■ PAGE:
==*==

Changes to revenue recognition rules have gained a lot of attention over the past few years.
Regulatory bodies have been looking for a way to bring conformity to how and when companies across multiple industries recognize revenue. Under existing guidelines, companies can apply the rules differently, resulting in a lack of consistency in its application. But that is all about to change with the approval of a new revenue recognition standard (ASC 606) by the Financial Accounting Standards Board (FASB). While companies across all industries will be required to comply with the changes, fewer will be more impacted than construction companies and contractors. Because of the project nature of the construction business and the length of most projects, changing when revenue is recognized can greatly impact a host of areas, including income tax planning. To help clients, prospects and others understand the changes, Hanson & Co. has a provided the key details below.
Key Elements in the New Standard
Below are the highlights of the standard against which all transactions must be assessed as defined by ASC 606.
Identify the Contract with a Customer – Both the company and the customer must approve the contract commitment. There should be an explanation of each party’s rights along with corresponding payment terms. The rules also state that contracts must have commercial substance and collection of payment should be considered probable.
Identify the Performance Obligation in the Contract – The company must promise to provide a good or service (building or other tangible item) or a series of distinct goods and services (ongoing maintenance services).

==*==

■ Point labeling samples:
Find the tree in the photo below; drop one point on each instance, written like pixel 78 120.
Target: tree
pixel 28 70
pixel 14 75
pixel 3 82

==*==

■ WHAT IS EXPECTED: Reproduce the revenue recognition article word for word, beginning at the words "Identify the Performance" and stopping after "(ongoing maintenance services).".

■ SOLUTION TO THIS TASK:
Identify the Performance Obligation in the Contract – The company must promise to provide a good or service (building or other tangible item) or a series of distinct goods and services (ongoing maintenance services).